> [Task set]
A – Reproduce the passage of the low-euro thread starting with "## jerryhung (Mar" and going on through "Well... not anymore.".
B – According to the low-euro thread, why does fraser not consider the euro particularly low?

# Low Euro



## the_apprentice (Jan 31, 2013)

Does anyone have any plans regarding the current low Euro? Whether it's planning a trip to Europe this summer, buying Euros, hedging real estate internationally, etc.


----------



## jerryhung (Mar 28, 2011)

Going to Turkey and Europe where our CAD actually gained against (vs. loss vs USD)


----------



## MoreMiles (Apr 20, 2011)

I am more concerned about low Cad$. Our spending power and assets have lost almost 30% just in a year. We used to be able to buy American houses at par. Well... not anymore.


----------



## james4beach (Nov 15, 2012)

That's right, we're getting poorer in Canada. The central bank deliberately is weakening our currency and everyone in the country (well, anyone with POSITIVE net assets) is becoming less wealthy.


----------



## gardner (Feb 13, 2014)

the_apprentice said:


> plans regarding the current low Euro?


Buying opportunity for ZEA maybe, though it looks to be quite strong so far this year.


----------



## none (Jan 15, 2013)

james4beach said:


> That's right, we're getting poorer in Canada. The central bank deliberately is weakening our currency and everyone in the country (well, anyone with POSITIVE net assets) is becoming less wealthy.


Not if the majority of your cash is in US$ CA-CHING!!!!


----------



## ElliottFXTrader (May 18, 2016)

EUR/USD will go even lower, EUR/CAD will be lower as well.


----------



## mordko (Jan 23, 2016)

james4beach said:


> That's right, we're getting poorer in Canada. The central bank deliberately is weakening our currency and everyone in the country (well, anyone with POSITIVE net assets) is becoming less wealthy.


False. The bank is only concerned with inflation and the rates have been on hold for a very long time. The currency has been weakened because:

- prices of our exports dropped
- Government is printing CAD at an even faster rate than it promised in the elections
- US has raised interest rates and is supposed to do so again


----------



## mrPPincer (Nov 21, 2011)

mordko said:


> False. The bank is only concerned with inflation and the rates have been on hold for a very long time. The currency has been weakened because:
> 
> - prices of our exports dropped
> - Government is printing CAD at an even faster rate than it promised in the elections
> - US has raised interest rates and is supposed to do so again


mordco, take a look at the time stamp 

You are responding to a post made in 2015, prior to the federal election.
The BoC dropped rates twice in 2015, from 1% to 0.75%, to 0.5%


----------



## fraser (May 15, 2010)

Yes. Planning on six weeks in Southern Europe this fall. Maybe eight if I can get buy in from the missus. Probably Greece/Turkey. Maybe Croatia.


----------



## mordko (Jan 23, 2016)

mrPPincer said:


> mordco, take a look at the time stamp
> 
> You are responding to a post made in 2015, prior to the federal election.
> The BoC dropped rates twice in 2015, from 1% to 0.75%, to 0.5%


Oops... yeah, Ok. Then again it wasn't the BoC conspiracy to undermine CAD but the overall Canadian economy.


----------



## fraser (May 15, 2010)

I don't think that the euro is particularly low and I strongly suspect that the CAD will be lower by Sept/Oct when we plan to be there. We have seen the euro as high as 1.66 and as low as 1.31. So at 1.45ish it is right in the middle.

My idea of low would be in the mid 1.30's


----------



## the_apprentice (Jan 31, 2013)

Extracted records
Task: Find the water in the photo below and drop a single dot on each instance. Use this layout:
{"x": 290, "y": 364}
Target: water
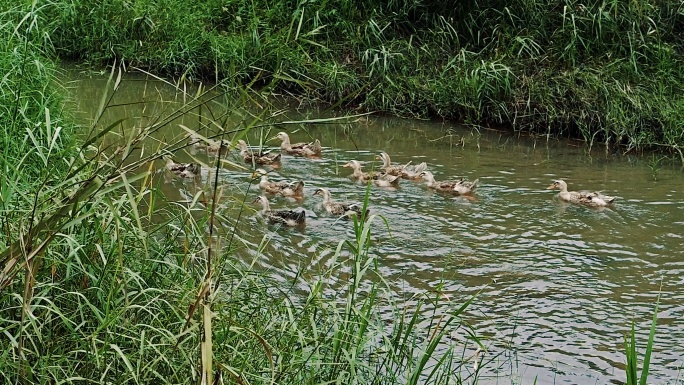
{"x": 557, "y": 285}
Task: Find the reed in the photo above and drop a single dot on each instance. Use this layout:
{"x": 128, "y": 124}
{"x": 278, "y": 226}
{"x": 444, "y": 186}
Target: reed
{"x": 104, "y": 279}
{"x": 606, "y": 72}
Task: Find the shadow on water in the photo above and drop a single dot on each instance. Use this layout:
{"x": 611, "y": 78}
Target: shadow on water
{"x": 558, "y": 284}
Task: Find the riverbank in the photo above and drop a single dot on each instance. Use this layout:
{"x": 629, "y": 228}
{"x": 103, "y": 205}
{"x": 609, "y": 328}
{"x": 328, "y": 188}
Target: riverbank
{"x": 104, "y": 279}
{"x": 604, "y": 72}
{"x": 98, "y": 289}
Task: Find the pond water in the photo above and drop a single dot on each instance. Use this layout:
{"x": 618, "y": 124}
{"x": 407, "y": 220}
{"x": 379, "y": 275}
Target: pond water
{"x": 557, "y": 285}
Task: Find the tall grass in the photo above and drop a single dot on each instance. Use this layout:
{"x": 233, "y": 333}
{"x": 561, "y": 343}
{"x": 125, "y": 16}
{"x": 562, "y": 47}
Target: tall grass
{"x": 605, "y": 71}
{"x": 632, "y": 369}
{"x": 103, "y": 279}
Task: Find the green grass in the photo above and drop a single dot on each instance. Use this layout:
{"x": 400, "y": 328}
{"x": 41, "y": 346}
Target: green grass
{"x": 605, "y": 71}
{"x": 102, "y": 279}
{"x": 633, "y": 377}
{"x": 105, "y": 280}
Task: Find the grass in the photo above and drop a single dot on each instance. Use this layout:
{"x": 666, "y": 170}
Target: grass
{"x": 103, "y": 279}
{"x": 632, "y": 369}
{"x": 608, "y": 72}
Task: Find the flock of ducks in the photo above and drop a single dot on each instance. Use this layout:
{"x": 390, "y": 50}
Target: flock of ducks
{"x": 388, "y": 175}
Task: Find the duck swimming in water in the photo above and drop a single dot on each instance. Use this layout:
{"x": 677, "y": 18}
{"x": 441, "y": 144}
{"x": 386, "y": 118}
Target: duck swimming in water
{"x": 284, "y": 216}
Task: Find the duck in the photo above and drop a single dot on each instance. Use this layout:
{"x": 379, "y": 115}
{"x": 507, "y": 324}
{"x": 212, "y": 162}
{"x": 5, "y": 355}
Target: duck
{"x": 583, "y": 197}
{"x": 260, "y": 158}
{"x": 184, "y": 170}
{"x": 214, "y": 146}
{"x": 461, "y": 187}
{"x": 406, "y": 171}
{"x": 387, "y": 167}
{"x": 311, "y": 150}
{"x": 194, "y": 140}
{"x": 413, "y": 171}
{"x": 284, "y": 216}
{"x": 382, "y": 180}
{"x": 597, "y": 200}
{"x": 339, "y": 208}
{"x": 279, "y": 188}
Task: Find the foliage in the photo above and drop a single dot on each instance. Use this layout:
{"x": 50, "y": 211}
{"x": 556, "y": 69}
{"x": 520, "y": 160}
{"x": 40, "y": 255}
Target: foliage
{"x": 103, "y": 279}
{"x": 605, "y": 71}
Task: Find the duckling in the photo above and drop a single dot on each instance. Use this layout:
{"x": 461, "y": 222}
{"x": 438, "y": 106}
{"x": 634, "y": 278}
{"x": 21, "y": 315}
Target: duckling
{"x": 284, "y": 216}
{"x": 312, "y": 150}
{"x": 194, "y": 140}
{"x": 279, "y": 188}
{"x": 387, "y": 167}
{"x": 214, "y": 146}
{"x": 596, "y": 200}
{"x": 339, "y": 208}
{"x": 459, "y": 187}
{"x": 382, "y": 180}
{"x": 250, "y": 156}
{"x": 406, "y": 171}
{"x": 184, "y": 170}
{"x": 413, "y": 171}
{"x": 584, "y": 197}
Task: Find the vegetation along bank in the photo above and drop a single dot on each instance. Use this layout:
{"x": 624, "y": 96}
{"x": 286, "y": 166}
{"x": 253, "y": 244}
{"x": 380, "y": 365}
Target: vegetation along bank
{"x": 604, "y": 71}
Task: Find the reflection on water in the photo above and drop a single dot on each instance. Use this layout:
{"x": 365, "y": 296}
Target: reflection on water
{"x": 558, "y": 285}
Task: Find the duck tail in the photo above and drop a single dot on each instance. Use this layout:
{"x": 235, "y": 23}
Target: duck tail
{"x": 316, "y": 146}
{"x": 300, "y": 217}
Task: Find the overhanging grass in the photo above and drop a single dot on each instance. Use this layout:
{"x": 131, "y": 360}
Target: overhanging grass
{"x": 104, "y": 280}
{"x": 607, "y": 72}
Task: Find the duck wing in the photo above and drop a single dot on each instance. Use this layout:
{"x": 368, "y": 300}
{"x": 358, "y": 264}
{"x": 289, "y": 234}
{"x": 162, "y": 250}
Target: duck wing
{"x": 465, "y": 187}
{"x": 288, "y": 217}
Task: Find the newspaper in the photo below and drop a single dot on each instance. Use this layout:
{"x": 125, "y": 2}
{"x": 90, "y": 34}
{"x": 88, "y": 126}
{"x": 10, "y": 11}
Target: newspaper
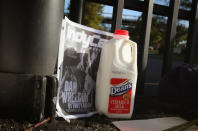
{"x": 79, "y": 56}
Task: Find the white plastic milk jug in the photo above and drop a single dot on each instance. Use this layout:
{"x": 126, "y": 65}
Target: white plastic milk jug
{"x": 117, "y": 76}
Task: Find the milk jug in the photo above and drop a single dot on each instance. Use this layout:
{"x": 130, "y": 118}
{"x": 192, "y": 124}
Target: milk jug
{"x": 117, "y": 76}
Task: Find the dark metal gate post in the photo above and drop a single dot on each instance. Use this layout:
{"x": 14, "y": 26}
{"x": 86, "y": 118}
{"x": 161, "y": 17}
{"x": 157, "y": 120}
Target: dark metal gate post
{"x": 76, "y": 10}
{"x": 144, "y": 45}
{"x": 117, "y": 14}
{"x": 192, "y": 36}
{"x": 170, "y": 36}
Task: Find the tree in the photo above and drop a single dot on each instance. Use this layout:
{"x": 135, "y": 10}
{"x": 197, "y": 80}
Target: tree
{"x": 93, "y": 15}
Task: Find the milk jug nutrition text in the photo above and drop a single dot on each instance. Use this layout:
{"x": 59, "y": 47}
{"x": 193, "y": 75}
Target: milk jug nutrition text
{"x": 117, "y": 76}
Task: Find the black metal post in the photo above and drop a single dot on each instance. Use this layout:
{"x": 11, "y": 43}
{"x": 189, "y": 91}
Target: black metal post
{"x": 194, "y": 49}
{"x": 117, "y": 14}
{"x": 76, "y": 10}
{"x": 170, "y": 36}
{"x": 192, "y": 28}
{"x": 144, "y": 44}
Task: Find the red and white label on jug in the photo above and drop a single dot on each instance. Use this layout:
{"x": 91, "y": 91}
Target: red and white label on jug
{"x": 120, "y": 96}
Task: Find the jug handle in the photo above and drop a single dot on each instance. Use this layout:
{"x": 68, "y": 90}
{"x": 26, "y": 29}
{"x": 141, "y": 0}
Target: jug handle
{"x": 134, "y": 50}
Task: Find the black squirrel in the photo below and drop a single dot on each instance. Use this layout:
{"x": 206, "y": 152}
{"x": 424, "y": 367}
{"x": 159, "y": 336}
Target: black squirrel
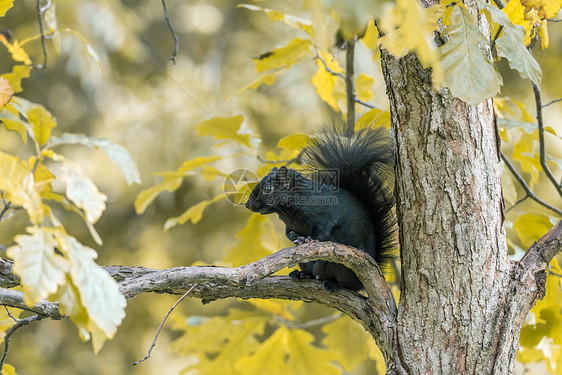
{"x": 343, "y": 199}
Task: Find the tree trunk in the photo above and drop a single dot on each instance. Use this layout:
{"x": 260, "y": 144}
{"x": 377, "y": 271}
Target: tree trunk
{"x": 455, "y": 313}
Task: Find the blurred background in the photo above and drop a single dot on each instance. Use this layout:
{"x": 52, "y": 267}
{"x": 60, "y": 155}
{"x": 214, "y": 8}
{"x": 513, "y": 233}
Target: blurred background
{"x": 144, "y": 102}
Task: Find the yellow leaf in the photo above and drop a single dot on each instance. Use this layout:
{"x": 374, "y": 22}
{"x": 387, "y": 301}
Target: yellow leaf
{"x": 35, "y": 261}
{"x": 324, "y": 81}
{"x": 296, "y": 141}
{"x": 346, "y": 339}
{"x": 42, "y": 122}
{"x": 268, "y": 79}
{"x": 6, "y": 92}
{"x": 363, "y": 87}
{"x": 373, "y": 118}
{"x": 531, "y": 227}
{"x": 16, "y": 50}
{"x": 194, "y": 213}
{"x": 296, "y": 51}
{"x": 145, "y": 197}
{"x": 251, "y": 247}
{"x": 224, "y": 128}
{"x": 5, "y": 5}
{"x": 19, "y": 72}
{"x": 270, "y": 356}
{"x": 8, "y": 369}
{"x": 408, "y": 26}
{"x": 17, "y": 181}
{"x": 276, "y": 15}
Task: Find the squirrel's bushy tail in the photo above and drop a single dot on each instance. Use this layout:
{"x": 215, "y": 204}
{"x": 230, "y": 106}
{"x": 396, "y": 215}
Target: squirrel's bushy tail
{"x": 364, "y": 163}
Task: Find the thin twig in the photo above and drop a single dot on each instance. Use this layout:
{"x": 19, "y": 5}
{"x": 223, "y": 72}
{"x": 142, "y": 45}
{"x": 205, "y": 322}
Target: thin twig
{"x": 526, "y": 187}
{"x": 40, "y": 11}
{"x": 552, "y": 102}
{"x": 162, "y": 324}
{"x": 20, "y": 323}
{"x": 350, "y": 85}
{"x": 544, "y": 166}
{"x": 493, "y": 44}
{"x": 176, "y": 39}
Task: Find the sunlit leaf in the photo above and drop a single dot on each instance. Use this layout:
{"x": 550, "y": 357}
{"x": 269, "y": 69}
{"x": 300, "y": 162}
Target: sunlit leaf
{"x": 251, "y": 246}
{"x": 511, "y": 46}
{"x": 294, "y": 141}
{"x": 43, "y": 122}
{"x": 373, "y": 118}
{"x": 283, "y": 57}
{"x": 224, "y": 128}
{"x": 275, "y": 15}
{"x": 35, "y": 261}
{"x": 193, "y": 214}
{"x": 6, "y": 92}
{"x": 469, "y": 74}
{"x": 325, "y": 81}
{"x": 408, "y": 26}
{"x": 346, "y": 339}
{"x": 145, "y": 197}
{"x": 99, "y": 292}
{"x": 270, "y": 357}
{"x": 17, "y": 181}
{"x": 19, "y": 72}
{"x": 118, "y": 154}
{"x": 5, "y": 5}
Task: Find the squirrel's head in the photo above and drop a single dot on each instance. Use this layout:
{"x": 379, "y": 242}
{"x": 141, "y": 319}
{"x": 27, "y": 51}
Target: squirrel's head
{"x": 272, "y": 193}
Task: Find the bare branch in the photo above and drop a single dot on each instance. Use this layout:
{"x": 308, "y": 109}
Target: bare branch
{"x": 176, "y": 39}
{"x": 544, "y": 166}
{"x": 526, "y": 187}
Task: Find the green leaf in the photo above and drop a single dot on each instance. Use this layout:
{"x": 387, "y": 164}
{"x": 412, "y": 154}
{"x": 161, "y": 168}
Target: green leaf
{"x": 118, "y": 154}
{"x": 283, "y": 57}
{"x": 42, "y": 122}
{"x": 99, "y": 292}
{"x": 510, "y": 45}
{"x": 469, "y": 74}
{"x": 347, "y": 339}
{"x": 35, "y": 261}
{"x": 224, "y": 128}
{"x": 17, "y": 181}
{"x": 194, "y": 213}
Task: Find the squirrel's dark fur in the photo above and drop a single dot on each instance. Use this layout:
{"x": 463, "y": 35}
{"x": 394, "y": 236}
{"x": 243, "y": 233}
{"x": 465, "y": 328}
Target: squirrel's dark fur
{"x": 343, "y": 199}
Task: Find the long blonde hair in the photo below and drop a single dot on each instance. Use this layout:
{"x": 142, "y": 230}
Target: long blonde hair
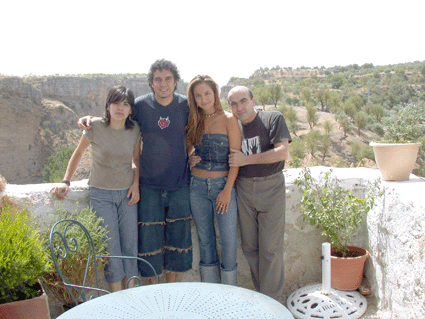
{"x": 195, "y": 124}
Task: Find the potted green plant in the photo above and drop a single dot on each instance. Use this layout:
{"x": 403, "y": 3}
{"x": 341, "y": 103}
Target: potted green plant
{"x": 22, "y": 261}
{"x": 338, "y": 212}
{"x": 405, "y": 131}
{"x": 74, "y": 266}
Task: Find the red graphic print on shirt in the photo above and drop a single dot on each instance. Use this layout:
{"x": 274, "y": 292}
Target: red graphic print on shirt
{"x": 163, "y": 122}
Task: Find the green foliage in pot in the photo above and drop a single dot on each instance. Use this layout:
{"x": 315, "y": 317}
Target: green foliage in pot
{"x": 74, "y": 266}
{"x": 406, "y": 124}
{"x": 337, "y": 211}
{"x": 22, "y": 255}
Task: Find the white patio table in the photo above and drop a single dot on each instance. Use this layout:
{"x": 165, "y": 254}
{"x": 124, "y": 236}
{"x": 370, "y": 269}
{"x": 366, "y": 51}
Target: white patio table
{"x": 193, "y": 300}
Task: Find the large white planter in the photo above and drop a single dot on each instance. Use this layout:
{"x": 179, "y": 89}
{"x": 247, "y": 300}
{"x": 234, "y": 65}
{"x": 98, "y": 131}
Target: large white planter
{"x": 395, "y": 160}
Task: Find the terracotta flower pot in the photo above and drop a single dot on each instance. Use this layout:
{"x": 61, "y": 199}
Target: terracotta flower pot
{"x": 395, "y": 160}
{"x": 347, "y": 273}
{"x": 35, "y": 308}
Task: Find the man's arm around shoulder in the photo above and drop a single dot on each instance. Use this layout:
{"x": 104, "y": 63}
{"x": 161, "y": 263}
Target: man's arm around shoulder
{"x": 277, "y": 154}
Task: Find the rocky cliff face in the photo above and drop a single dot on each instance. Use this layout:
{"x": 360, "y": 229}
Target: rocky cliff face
{"x": 38, "y": 114}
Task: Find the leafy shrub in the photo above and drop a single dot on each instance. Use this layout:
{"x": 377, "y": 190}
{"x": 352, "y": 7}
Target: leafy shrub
{"x": 334, "y": 209}
{"x": 22, "y": 255}
{"x": 297, "y": 151}
{"x": 407, "y": 125}
{"x": 5, "y": 95}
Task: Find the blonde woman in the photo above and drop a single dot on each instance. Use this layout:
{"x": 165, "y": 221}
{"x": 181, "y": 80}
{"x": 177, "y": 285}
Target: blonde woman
{"x": 211, "y": 133}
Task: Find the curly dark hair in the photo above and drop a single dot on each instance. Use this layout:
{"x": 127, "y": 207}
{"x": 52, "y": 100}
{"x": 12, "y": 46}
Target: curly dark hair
{"x": 162, "y": 64}
{"x": 116, "y": 94}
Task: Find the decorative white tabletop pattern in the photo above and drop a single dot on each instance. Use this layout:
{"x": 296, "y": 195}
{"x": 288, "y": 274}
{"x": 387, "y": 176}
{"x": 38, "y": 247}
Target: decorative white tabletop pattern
{"x": 181, "y": 300}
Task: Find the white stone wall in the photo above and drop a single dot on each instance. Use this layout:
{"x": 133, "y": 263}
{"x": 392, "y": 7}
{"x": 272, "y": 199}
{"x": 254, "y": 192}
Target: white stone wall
{"x": 394, "y": 235}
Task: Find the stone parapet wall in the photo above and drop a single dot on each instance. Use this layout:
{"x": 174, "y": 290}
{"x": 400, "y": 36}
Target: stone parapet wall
{"x": 394, "y": 234}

> [Answers below]
A –
## jerryhung (Mar 28, 2011)

Going to Turkey and Europe where our CAD actually gained against (vs. loss vs USD)


----------



## MoreMiles (Apr 20, 2011)

I am more concerned about low Cad$. Our spending power and assets have lost almost 30% just in a year. We used to be able to buy American houses at par. Well... not anymore.

B – The euro has been as high as 1.66 and as low as 1.31, so at about 1.45 it sits right in the middle of that range. Fraser would only call it low in the mid 1.30s.